Texte fourni »
>>>>>

# Freebox TV + Airport Extreme



## EppO (28 Mai 2008)

J'ai un souci plus que bizarre avec ma freebox HD qui est raccordée au switch de mon airport extreme lui même relié en CPL à ma freebox ADSL. Pour faire simple, voilà un schéma:

FBX HD <== ethernet ==> AEBS <== CPL ==> FBX ADSL (mode routeur + DHCP)

tout marchait très bien, l'airport diffuse les adresses IP recues par le DHCP de la freebox, le boitier HD arrive à se connecter, tout roulait... jusqu'au dernier firmware de l'airport extreme.
Depuis le 7.3.1, tout fonctionne mais pas la FBX HD, elle se bloque à l'étape réseau. Au début, j'ai pensé au nouveau firmware de la freebox HD (oui parce que moi je suis con, j'upgrade l'airport ET la freebox en même temps...), mais comme personne d'autre n'avait le souci... 
Heureusement, je peux downgrader le firmware grâce à l'interface de l'airport et avec le 7.2.1, ca fonctionne de nouveau, mais bon du coup point de Time Machine...  

J'ai du mal à voir ce qui cloche, si ca vient de la FBX (HD ou ADSL) ou de l'airport même si mes soupçons pèsent plus sur l'airport vu que le changement de firmware résoud le pb, mais comme je ne connais pas le fonctionnement de la freebox HD, je ne sais pas ce qui cloche (le multicast, les requetes RTSP, ...), donc difficile de faire un bugreport à Apple


----------



## Archaon59 (1 Juin 2008)

Houlà ça me parait bien compliqué tes branchements :rateau: !

Perso, j'ai branché l'Airport Extreme au routeur Freebox, j'ai désactivé le Wifi et le routage de la Freebox pour laisser l'Airport Extreme s'en occuper, et ma Freebox HD fonctionne grâce au Wifi (la désactivation du Wifi n'est effective que pour le réseau domestique, celui de la Freebox HD est à part) .

<<<<<

Liste des entrées »
>>>>>

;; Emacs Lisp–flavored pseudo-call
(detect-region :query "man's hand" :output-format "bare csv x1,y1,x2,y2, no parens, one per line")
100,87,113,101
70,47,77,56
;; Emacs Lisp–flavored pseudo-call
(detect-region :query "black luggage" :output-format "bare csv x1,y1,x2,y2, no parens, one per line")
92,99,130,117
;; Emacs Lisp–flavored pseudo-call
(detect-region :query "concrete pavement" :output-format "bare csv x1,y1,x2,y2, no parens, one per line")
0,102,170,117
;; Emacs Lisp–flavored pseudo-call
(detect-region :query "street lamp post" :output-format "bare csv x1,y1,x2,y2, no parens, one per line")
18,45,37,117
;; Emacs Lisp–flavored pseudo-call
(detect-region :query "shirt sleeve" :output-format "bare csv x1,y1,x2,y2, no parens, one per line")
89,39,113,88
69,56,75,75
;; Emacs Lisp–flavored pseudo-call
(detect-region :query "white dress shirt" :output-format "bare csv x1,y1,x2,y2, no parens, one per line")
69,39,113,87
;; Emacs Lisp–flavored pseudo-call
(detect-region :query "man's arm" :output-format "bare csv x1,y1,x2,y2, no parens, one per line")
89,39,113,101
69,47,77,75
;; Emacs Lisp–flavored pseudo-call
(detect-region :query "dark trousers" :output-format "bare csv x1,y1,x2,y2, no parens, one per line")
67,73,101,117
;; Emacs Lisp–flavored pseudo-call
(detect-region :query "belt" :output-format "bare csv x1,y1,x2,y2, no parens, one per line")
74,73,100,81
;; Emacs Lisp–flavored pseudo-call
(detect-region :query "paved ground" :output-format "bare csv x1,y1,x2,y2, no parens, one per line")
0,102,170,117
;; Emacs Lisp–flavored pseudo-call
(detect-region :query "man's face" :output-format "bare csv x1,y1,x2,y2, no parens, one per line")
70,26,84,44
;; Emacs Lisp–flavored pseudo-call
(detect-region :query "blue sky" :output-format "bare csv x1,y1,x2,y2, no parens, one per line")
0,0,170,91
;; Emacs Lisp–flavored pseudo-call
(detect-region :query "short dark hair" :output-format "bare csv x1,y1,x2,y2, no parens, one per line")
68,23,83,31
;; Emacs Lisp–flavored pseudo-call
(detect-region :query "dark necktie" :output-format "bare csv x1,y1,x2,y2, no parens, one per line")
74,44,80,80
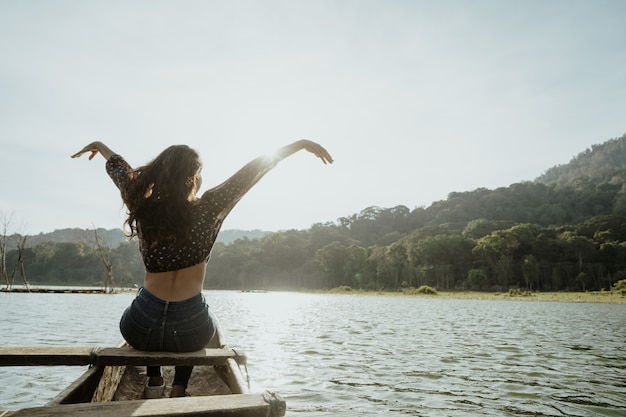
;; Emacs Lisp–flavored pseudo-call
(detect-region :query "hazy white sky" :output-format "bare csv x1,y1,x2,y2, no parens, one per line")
0,0,626,234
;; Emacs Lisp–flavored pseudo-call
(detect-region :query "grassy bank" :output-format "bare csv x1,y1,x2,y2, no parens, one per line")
328,287,626,304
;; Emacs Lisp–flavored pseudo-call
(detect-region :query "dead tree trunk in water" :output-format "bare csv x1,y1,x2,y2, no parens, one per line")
11,236,30,292
94,229,115,294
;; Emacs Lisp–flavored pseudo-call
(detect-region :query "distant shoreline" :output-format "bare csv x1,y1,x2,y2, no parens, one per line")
320,288,626,304
0,286,626,304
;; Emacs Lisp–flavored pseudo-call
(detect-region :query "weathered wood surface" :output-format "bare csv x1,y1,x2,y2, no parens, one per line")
6,394,284,417
0,346,245,366
0,346,93,366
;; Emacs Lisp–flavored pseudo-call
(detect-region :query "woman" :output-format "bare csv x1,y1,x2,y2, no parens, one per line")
72,140,333,398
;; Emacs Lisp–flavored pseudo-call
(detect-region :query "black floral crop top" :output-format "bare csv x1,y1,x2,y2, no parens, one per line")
106,155,278,272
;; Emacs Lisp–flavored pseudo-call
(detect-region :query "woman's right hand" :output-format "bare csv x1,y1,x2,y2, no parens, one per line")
301,139,333,164
72,141,114,161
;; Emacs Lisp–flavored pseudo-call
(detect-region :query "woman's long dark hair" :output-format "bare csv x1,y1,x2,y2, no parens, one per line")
122,145,202,246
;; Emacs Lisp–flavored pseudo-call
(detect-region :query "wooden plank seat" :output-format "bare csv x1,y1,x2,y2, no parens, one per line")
11,393,285,417
0,346,246,366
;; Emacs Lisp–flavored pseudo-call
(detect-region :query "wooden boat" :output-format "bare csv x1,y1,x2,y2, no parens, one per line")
0,320,285,417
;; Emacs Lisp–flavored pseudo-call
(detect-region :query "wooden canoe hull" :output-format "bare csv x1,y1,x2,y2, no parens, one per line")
0,320,286,417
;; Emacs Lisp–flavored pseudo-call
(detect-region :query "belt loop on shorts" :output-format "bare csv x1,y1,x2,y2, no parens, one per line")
159,301,170,350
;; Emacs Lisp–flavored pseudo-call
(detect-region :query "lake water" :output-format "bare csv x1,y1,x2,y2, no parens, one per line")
0,292,626,417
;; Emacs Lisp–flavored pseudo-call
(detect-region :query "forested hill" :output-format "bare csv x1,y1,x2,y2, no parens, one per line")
0,135,626,291
20,228,267,249
535,134,626,185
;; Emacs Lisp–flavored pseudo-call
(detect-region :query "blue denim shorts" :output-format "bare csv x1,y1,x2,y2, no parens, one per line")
120,288,216,352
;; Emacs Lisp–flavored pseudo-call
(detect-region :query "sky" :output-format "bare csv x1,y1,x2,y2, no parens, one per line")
0,0,626,234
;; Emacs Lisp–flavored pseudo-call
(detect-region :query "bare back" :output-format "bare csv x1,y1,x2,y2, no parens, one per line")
143,262,206,301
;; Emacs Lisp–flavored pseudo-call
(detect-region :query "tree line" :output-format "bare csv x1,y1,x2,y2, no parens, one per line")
0,136,626,291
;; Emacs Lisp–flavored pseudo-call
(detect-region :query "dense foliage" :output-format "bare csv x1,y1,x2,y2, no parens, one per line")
7,135,626,291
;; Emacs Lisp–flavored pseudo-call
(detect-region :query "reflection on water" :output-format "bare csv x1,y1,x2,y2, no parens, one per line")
0,292,626,417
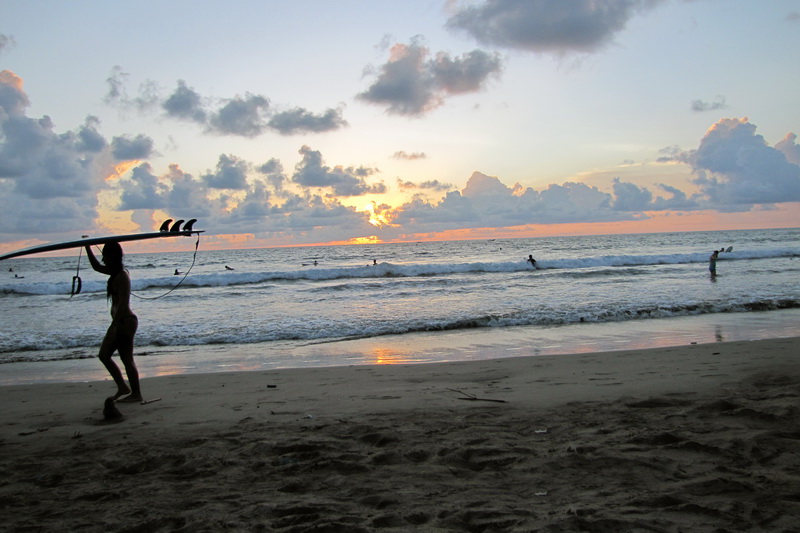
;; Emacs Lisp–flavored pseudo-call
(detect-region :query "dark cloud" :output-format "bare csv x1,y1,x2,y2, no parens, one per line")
117,163,218,218
208,94,269,137
119,163,167,211
256,158,288,191
105,66,348,138
692,96,729,113
78,115,108,152
682,118,800,209
161,80,206,124
397,178,454,192
202,154,249,190
392,150,428,161
268,107,347,135
447,0,660,55
104,65,161,112
357,41,501,116
292,146,386,196
111,134,153,161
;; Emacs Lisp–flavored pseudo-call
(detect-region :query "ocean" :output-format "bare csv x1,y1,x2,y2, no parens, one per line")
0,229,800,385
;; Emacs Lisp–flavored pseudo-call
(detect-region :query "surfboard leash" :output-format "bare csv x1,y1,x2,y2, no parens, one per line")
69,248,83,298
131,233,200,300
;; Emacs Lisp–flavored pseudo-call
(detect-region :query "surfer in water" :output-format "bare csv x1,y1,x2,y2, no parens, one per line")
708,250,719,278
86,242,143,402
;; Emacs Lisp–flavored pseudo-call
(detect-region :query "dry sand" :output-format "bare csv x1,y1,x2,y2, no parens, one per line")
0,338,800,533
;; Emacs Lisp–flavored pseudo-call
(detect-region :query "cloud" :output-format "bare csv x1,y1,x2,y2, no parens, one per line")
447,0,660,55
0,33,17,53
356,40,501,116
387,172,634,233
111,134,153,161
161,80,207,124
692,96,730,113
208,94,269,137
268,107,347,135
775,132,800,165
0,70,152,235
202,154,250,190
397,178,454,191
105,66,348,138
104,65,160,113
292,146,386,196
682,118,800,209
392,150,428,161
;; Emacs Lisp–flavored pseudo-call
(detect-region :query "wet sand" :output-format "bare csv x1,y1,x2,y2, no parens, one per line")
0,338,800,533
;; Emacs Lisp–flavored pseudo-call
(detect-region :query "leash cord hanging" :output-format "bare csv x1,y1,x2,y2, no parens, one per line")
69,248,83,298
131,233,200,300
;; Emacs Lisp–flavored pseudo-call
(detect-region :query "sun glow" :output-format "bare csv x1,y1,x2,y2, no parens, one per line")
361,202,392,228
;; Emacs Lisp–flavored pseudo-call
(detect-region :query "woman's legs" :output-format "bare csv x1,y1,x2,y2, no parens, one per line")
99,315,142,401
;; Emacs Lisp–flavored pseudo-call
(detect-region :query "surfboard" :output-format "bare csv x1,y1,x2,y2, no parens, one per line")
0,219,204,261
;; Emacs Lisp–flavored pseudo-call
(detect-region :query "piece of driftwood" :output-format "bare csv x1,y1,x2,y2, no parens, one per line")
447,389,508,403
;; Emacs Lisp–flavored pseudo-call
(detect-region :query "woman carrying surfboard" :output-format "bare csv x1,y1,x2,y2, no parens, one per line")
86,242,143,402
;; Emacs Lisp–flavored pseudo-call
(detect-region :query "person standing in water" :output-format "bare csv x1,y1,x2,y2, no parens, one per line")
86,242,143,402
708,250,719,278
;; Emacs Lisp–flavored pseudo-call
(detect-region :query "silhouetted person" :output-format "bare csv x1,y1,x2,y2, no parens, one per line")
708,250,719,278
86,242,142,402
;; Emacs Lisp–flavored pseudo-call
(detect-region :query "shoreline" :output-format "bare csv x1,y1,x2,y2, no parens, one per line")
0,309,800,387
0,337,800,533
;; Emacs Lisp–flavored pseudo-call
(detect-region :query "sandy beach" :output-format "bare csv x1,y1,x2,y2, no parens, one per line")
0,338,800,533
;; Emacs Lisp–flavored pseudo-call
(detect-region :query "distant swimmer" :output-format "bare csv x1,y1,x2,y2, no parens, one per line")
708,250,719,278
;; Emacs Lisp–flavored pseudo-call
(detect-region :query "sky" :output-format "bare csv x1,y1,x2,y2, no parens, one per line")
0,0,800,252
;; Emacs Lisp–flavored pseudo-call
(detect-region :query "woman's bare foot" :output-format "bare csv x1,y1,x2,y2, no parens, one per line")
114,387,131,401
117,391,144,403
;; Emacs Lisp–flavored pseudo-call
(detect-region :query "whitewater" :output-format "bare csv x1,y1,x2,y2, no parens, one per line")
0,225,800,382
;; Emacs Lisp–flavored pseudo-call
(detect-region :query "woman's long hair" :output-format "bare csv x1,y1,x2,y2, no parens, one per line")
103,242,124,298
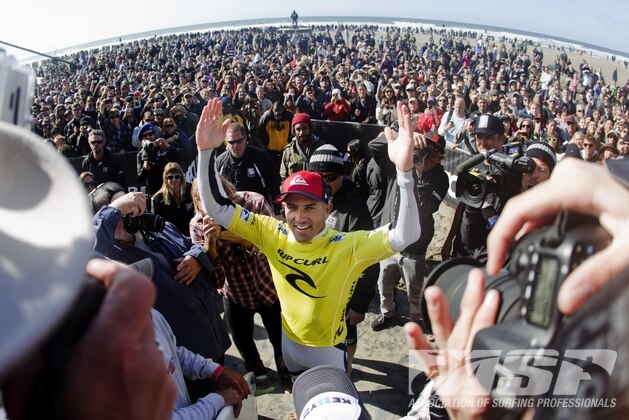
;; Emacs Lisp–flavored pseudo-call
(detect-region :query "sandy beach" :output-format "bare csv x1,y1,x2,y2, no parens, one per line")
408,29,629,86
220,27,629,420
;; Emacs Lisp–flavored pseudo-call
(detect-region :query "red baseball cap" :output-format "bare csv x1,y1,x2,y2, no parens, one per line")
275,171,328,203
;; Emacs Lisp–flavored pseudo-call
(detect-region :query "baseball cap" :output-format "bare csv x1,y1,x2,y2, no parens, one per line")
275,171,328,203
138,124,155,139
293,365,371,420
291,112,312,127
524,142,557,172
472,114,505,136
308,144,345,174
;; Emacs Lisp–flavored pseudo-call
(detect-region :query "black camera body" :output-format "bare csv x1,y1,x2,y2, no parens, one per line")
123,213,166,234
455,143,535,209
422,213,611,404
140,142,157,165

<<<<<

Tâche donnée A »
Recopiez mot pour mot l'intégralité du fil de discussion sur la Freebox HD et l'Airport Extreme.
Tâche donnée B »
Citez à l'identique le passage des entrées allant de leur tout début jusqu'à la ligne contenant « 92,99,130,117 », celle-ci comprise, et rien d'autre.

Réponse complète A »
# Freebox TV + Airport Extreme



## EppO (28 Mai 2008)

J'ai un souci plus que bizarre avec ma freebox HD qui est raccordée au switch de mon airport extreme lui même relié en CPL à ma freebox ADSL. Pour faire simple, voilà un schéma:

FBX HD <== ethernet ==> AEBS <== CPL ==> FBX ADSL (mode routeur + DHCP)

tout marchait très bien, l'airport diffuse les adresses IP recues par le DHCP de la freebox, le boitier HD arrive à se connecter, tout roulait... jusqu'au dernier firmware de l'airport extreme.
Depuis le 7.3.1, tout fonctionne mais pas la FBX HD, elle se bloque à l'étape réseau. Au début, j'ai pensé au nouveau firmware de la freebox HD (oui parce que moi je suis con, j'upgrade l'airport ET la freebox en même temps...), mais comme personne d'autre n'avait le souci... 
Heureusement, je peux downgrader le firmware grâce à l'interface de l'airport et avec le 7.2.1, ca fonctionne de nouveau, mais bon du coup point de Time Machine...  

J'ai du mal à voir ce qui cloche, si ca vient de la FBX (HD ou ADSL) ou de l'airport même si mes soupçons pèsent plus sur l'airport vu que le changement de firmware résoud le pb, mais comme je ne connais pas le fonctionnement de la freebox HD, je ne sais pas ce qui cloche (le multicast, les requetes RTSP, ...), donc difficile de faire un bugreport à Apple


----------



## Archaon59 (1 Juin 2008)

Houlà ça me parait bien compliqué tes branchements :rateau: !

Perso, j'ai branché l'Airport Extreme au routeur Freebox, j'ai désactivé le Wifi et le routage de la Freebox pour laisser l'Airport Extreme s'en occuper, et ma Freebox HD fonctionne grâce au Wifi (la désactivation du Wifi n'est effective que pour le réseau domestique, celui de la Freebox HD est à part) .

Réponse complète B »
;; Emacs Lisp–flavored pseudo-call
(detect-region :query "man's hand" :output-format "bare csv x1,y1,x2,y2, no parens, one per line")
100,87,113,101
70,47,77,56
;; Emacs Lisp–flavored pseudo-call
(detect-region :query "black luggage" :output-format "bare csv x1,y1,x2,y2, no parens, one per line")
92,99,130,117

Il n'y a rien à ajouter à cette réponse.